* Task details
Make an exact copy of the lines from the one containing "Where can you see the clear" through the end of the records below, and leave out every picture.

-------------------------

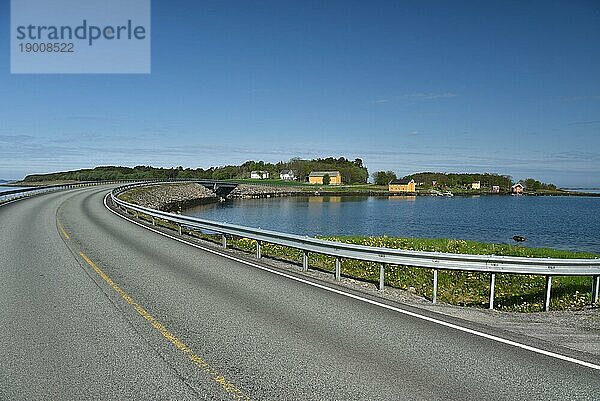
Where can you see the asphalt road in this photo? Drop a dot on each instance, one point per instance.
(95, 307)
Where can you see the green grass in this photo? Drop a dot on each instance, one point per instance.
(514, 292)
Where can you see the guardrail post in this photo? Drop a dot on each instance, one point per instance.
(492, 289)
(435, 286)
(305, 261)
(547, 297)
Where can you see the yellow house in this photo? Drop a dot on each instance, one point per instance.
(316, 177)
(402, 186)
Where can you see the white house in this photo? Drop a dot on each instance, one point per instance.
(259, 175)
(287, 175)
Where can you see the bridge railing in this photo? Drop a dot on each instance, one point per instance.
(18, 193)
(492, 264)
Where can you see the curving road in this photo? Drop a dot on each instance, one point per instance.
(95, 307)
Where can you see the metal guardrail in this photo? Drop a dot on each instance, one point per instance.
(14, 194)
(492, 264)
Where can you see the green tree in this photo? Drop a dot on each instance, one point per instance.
(383, 177)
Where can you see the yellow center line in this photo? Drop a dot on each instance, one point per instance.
(62, 230)
(225, 384)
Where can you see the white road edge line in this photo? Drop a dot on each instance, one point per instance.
(369, 301)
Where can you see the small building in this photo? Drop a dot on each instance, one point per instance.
(287, 175)
(316, 177)
(518, 188)
(259, 175)
(402, 186)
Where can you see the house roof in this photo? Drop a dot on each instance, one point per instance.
(401, 182)
(323, 173)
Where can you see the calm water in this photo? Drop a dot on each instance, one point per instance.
(558, 222)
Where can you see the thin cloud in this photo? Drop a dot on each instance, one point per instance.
(580, 98)
(430, 96)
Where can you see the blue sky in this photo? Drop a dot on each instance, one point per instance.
(511, 87)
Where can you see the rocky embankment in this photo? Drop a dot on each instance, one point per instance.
(172, 197)
(264, 191)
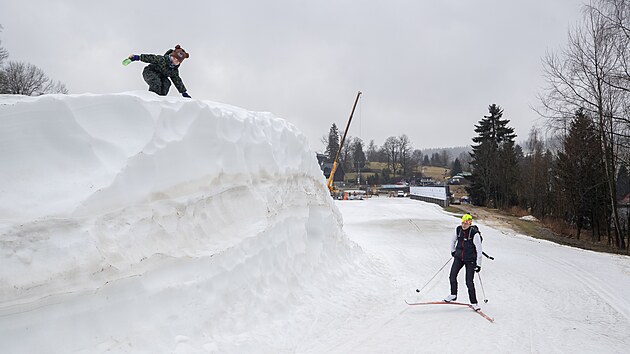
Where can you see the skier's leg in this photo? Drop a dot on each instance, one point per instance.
(470, 283)
(166, 85)
(153, 79)
(455, 268)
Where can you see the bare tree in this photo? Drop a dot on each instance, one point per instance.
(404, 153)
(392, 151)
(27, 79)
(580, 79)
(4, 54)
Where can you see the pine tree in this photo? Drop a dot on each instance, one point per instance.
(493, 161)
(332, 143)
(456, 168)
(581, 175)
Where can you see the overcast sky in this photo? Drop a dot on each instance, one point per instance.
(428, 69)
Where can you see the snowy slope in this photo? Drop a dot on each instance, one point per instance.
(159, 224)
(545, 298)
(137, 224)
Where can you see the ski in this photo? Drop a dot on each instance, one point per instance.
(436, 303)
(490, 319)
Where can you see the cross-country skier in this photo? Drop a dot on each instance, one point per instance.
(466, 251)
(161, 68)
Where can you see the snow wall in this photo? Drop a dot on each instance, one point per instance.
(100, 190)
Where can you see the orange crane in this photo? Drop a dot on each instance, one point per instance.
(331, 188)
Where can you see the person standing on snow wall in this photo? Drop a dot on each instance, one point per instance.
(161, 68)
(466, 251)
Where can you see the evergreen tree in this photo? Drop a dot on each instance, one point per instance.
(456, 168)
(493, 161)
(358, 156)
(332, 145)
(581, 174)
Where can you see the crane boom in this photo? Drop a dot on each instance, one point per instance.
(336, 161)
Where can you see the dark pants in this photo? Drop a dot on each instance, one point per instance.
(470, 274)
(157, 83)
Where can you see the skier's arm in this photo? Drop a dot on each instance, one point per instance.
(179, 84)
(453, 241)
(151, 58)
(478, 247)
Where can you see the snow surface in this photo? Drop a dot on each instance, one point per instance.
(136, 223)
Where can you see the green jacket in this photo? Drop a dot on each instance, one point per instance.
(161, 64)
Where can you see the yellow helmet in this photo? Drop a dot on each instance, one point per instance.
(466, 217)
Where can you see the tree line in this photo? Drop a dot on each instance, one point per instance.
(578, 176)
(402, 161)
(21, 78)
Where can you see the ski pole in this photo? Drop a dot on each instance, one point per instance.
(485, 299)
(436, 273)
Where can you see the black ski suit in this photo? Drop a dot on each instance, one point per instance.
(466, 251)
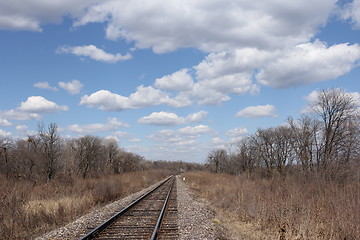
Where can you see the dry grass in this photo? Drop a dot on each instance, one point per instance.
(28, 210)
(296, 208)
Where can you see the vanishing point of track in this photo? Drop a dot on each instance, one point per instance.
(152, 216)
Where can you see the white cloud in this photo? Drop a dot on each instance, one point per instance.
(351, 11)
(106, 100)
(143, 97)
(171, 119)
(21, 128)
(31, 14)
(39, 104)
(4, 122)
(4, 133)
(178, 81)
(44, 85)
(94, 53)
(19, 115)
(111, 125)
(236, 132)
(194, 131)
(257, 111)
(119, 136)
(312, 97)
(308, 63)
(73, 87)
(162, 119)
(165, 25)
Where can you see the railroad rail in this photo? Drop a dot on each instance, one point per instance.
(151, 216)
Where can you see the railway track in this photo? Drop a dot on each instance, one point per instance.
(152, 216)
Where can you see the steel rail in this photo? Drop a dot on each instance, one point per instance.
(112, 219)
(161, 215)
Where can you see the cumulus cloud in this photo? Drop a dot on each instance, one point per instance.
(94, 53)
(143, 97)
(105, 100)
(44, 85)
(4, 133)
(39, 104)
(182, 135)
(120, 135)
(257, 111)
(163, 26)
(351, 11)
(21, 128)
(178, 81)
(16, 114)
(4, 122)
(313, 97)
(194, 131)
(171, 119)
(32, 14)
(308, 63)
(73, 87)
(110, 125)
(236, 132)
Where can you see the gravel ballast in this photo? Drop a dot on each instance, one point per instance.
(195, 219)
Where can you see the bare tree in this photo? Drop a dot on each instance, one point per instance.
(217, 160)
(337, 111)
(51, 145)
(305, 141)
(88, 154)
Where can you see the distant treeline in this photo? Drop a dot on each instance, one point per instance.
(326, 140)
(45, 156)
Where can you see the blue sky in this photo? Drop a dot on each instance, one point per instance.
(171, 80)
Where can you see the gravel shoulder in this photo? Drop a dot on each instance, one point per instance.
(84, 224)
(195, 219)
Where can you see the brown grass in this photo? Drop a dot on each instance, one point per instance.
(27, 210)
(296, 208)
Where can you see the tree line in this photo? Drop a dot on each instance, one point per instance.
(46, 155)
(325, 139)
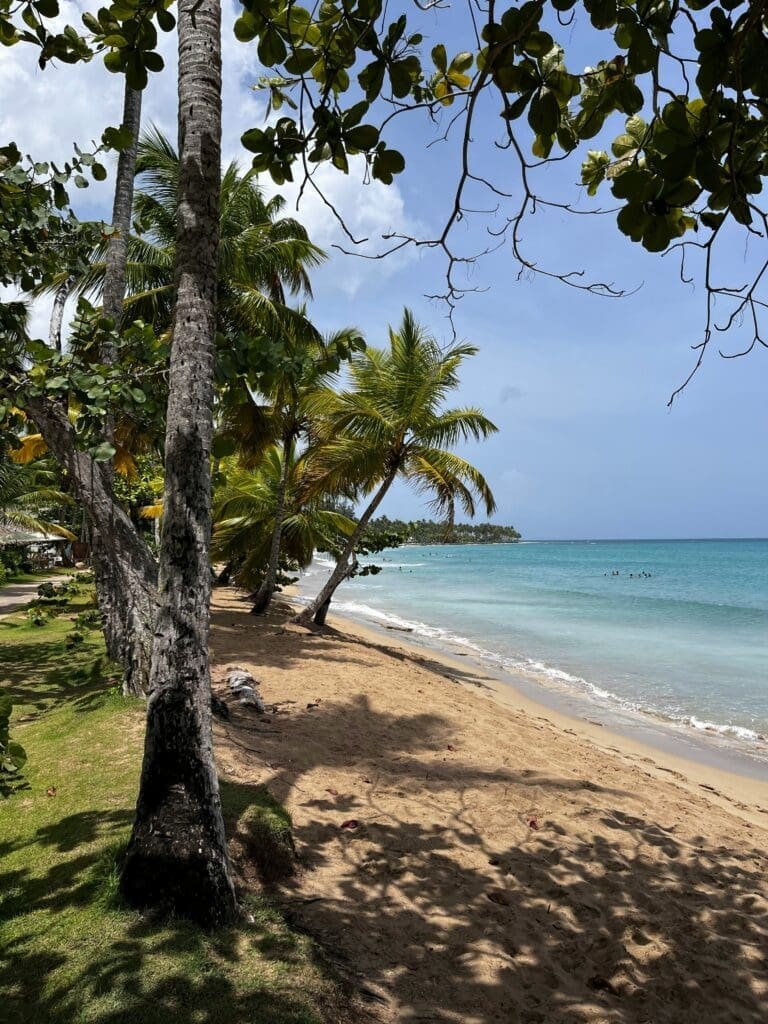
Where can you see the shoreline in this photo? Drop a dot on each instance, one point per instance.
(735, 750)
(474, 856)
(715, 772)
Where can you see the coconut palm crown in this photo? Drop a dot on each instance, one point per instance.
(262, 256)
(392, 422)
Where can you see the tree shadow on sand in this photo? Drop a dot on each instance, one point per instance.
(588, 914)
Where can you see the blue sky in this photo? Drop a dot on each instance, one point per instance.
(577, 384)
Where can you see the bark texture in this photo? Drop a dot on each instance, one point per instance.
(177, 859)
(117, 252)
(266, 590)
(125, 569)
(317, 609)
(119, 616)
(56, 315)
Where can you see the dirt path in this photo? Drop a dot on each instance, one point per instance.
(468, 863)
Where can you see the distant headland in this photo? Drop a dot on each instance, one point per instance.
(429, 531)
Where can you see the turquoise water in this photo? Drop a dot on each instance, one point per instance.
(686, 642)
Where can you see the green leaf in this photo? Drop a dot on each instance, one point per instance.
(364, 137)
(166, 20)
(439, 57)
(642, 53)
(544, 114)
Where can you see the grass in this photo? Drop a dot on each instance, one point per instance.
(36, 577)
(71, 952)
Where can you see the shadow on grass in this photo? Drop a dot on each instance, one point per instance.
(77, 956)
(41, 672)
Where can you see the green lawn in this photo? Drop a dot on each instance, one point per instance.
(70, 953)
(35, 577)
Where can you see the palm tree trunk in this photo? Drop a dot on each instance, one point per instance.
(318, 607)
(56, 315)
(117, 252)
(266, 590)
(119, 627)
(177, 859)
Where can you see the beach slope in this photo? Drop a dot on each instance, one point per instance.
(472, 862)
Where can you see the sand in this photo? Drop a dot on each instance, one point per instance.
(469, 856)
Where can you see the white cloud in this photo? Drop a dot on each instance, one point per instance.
(74, 103)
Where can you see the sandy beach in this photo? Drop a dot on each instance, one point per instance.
(471, 856)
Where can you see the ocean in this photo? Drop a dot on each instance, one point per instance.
(670, 632)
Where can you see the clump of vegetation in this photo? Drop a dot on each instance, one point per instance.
(75, 639)
(88, 620)
(12, 755)
(37, 616)
(429, 531)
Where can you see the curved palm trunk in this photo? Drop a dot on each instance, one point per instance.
(120, 627)
(317, 610)
(266, 590)
(177, 859)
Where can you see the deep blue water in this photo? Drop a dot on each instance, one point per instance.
(687, 641)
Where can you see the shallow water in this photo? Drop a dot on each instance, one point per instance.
(680, 634)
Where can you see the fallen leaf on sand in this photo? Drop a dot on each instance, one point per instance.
(499, 897)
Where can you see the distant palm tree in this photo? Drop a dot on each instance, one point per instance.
(262, 256)
(391, 423)
(248, 506)
(281, 416)
(28, 496)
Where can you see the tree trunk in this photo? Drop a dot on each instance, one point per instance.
(56, 315)
(125, 569)
(119, 617)
(266, 590)
(317, 609)
(177, 860)
(113, 293)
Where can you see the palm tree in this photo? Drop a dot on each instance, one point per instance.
(391, 423)
(284, 418)
(262, 256)
(29, 494)
(257, 504)
(177, 858)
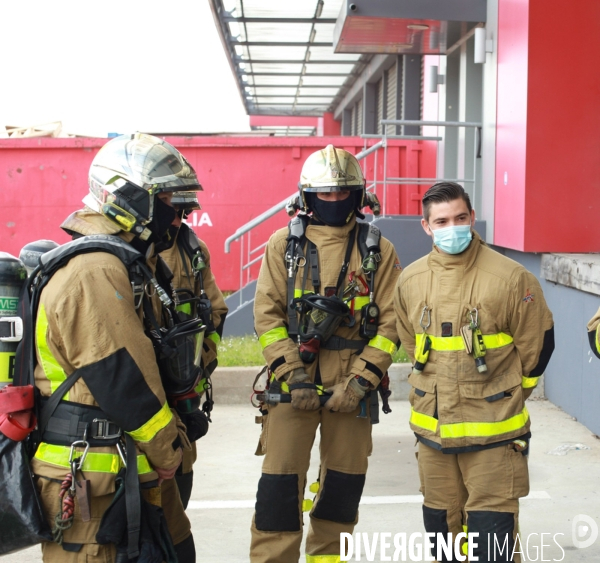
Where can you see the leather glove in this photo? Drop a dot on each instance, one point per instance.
(345, 396)
(305, 399)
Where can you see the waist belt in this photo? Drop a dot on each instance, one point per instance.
(338, 343)
(71, 421)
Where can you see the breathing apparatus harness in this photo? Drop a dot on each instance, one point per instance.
(70, 424)
(321, 315)
(198, 305)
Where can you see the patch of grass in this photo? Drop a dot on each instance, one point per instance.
(245, 351)
(240, 351)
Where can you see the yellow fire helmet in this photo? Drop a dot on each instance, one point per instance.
(128, 172)
(331, 170)
(186, 201)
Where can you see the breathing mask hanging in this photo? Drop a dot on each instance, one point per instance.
(320, 317)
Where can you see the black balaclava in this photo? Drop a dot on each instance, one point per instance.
(163, 231)
(333, 213)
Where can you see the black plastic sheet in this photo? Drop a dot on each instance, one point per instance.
(22, 523)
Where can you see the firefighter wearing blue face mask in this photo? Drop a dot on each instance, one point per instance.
(480, 333)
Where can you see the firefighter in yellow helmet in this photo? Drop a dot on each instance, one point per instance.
(480, 334)
(594, 333)
(323, 315)
(100, 324)
(197, 292)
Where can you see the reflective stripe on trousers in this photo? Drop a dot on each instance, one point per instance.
(470, 429)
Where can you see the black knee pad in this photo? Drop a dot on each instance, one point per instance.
(340, 496)
(495, 531)
(277, 504)
(186, 551)
(436, 522)
(185, 482)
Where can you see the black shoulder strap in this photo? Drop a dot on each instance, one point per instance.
(55, 398)
(368, 238)
(293, 252)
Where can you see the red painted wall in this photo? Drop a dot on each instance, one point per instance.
(548, 129)
(43, 180)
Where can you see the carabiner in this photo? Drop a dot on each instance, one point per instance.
(474, 316)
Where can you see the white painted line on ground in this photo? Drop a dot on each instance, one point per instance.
(396, 499)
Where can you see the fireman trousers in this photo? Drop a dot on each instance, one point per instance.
(85, 532)
(287, 438)
(478, 491)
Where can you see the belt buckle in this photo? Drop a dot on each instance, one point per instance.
(102, 427)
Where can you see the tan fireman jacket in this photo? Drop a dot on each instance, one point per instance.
(270, 310)
(453, 405)
(594, 333)
(87, 321)
(183, 278)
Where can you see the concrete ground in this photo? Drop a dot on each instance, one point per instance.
(563, 487)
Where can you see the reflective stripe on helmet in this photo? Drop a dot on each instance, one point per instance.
(147, 431)
(273, 335)
(384, 344)
(184, 308)
(454, 343)
(95, 462)
(52, 370)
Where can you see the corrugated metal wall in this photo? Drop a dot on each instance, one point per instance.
(391, 97)
(380, 104)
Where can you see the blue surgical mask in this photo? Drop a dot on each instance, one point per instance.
(452, 240)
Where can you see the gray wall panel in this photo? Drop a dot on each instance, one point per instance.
(572, 380)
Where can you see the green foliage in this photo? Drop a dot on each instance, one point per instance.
(245, 351)
(400, 356)
(240, 351)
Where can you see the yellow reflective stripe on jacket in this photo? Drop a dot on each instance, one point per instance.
(423, 420)
(95, 462)
(322, 558)
(454, 343)
(6, 367)
(484, 429)
(529, 382)
(272, 336)
(146, 432)
(384, 344)
(52, 370)
(214, 336)
(184, 308)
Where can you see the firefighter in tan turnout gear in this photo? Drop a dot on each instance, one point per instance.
(196, 288)
(594, 333)
(98, 325)
(480, 334)
(324, 281)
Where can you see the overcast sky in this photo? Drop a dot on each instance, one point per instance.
(116, 66)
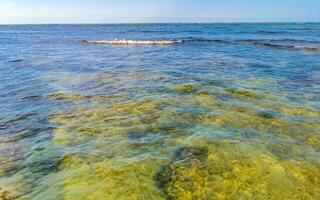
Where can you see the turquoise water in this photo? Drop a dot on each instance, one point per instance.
(160, 111)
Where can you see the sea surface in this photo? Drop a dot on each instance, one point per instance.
(160, 111)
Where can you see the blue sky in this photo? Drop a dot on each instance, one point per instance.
(122, 11)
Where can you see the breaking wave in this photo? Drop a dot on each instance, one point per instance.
(133, 42)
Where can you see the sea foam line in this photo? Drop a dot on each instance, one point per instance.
(133, 42)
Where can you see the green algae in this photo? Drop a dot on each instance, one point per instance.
(189, 144)
(185, 88)
(5, 195)
(185, 177)
(109, 179)
(241, 94)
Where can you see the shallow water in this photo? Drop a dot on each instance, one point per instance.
(219, 111)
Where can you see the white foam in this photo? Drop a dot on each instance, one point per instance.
(134, 42)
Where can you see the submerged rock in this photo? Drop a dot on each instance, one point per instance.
(185, 178)
(268, 114)
(185, 88)
(5, 195)
(242, 94)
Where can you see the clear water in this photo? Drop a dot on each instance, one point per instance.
(230, 111)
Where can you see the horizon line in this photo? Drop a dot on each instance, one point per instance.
(114, 23)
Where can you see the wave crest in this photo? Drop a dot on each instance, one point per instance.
(133, 42)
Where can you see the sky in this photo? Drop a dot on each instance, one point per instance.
(148, 11)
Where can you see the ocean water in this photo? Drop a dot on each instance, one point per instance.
(160, 111)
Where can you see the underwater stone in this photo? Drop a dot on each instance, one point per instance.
(242, 94)
(185, 88)
(185, 178)
(268, 114)
(5, 195)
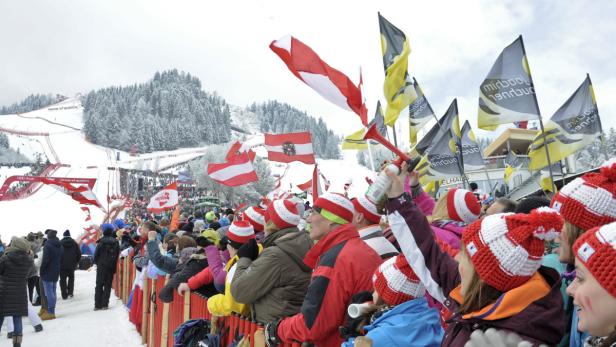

-------------------------

* Problem solution
Where can you see the clear water in this photo? Drop a dot on each instance, one point per instance.
(230, 111)
Where can you see the horizon line in this photo? Drop a dot on each instance, one point per instance.
(114, 23)
Where can you see the wave crest in this photo? Drop a dot on each instance, one point per instance.
(133, 42)
Where can you see the sky in this photo? Drop a dot on each instance, one point per instance.
(148, 11)
Where can you see the ocean water in this photo? Drop a dot on each instance, one point per instance.
(160, 111)
Where can you see the underwater stone in this photo? Drop a dot on each instance, one point per instance.
(242, 94)
(185, 88)
(185, 178)
(268, 114)
(5, 195)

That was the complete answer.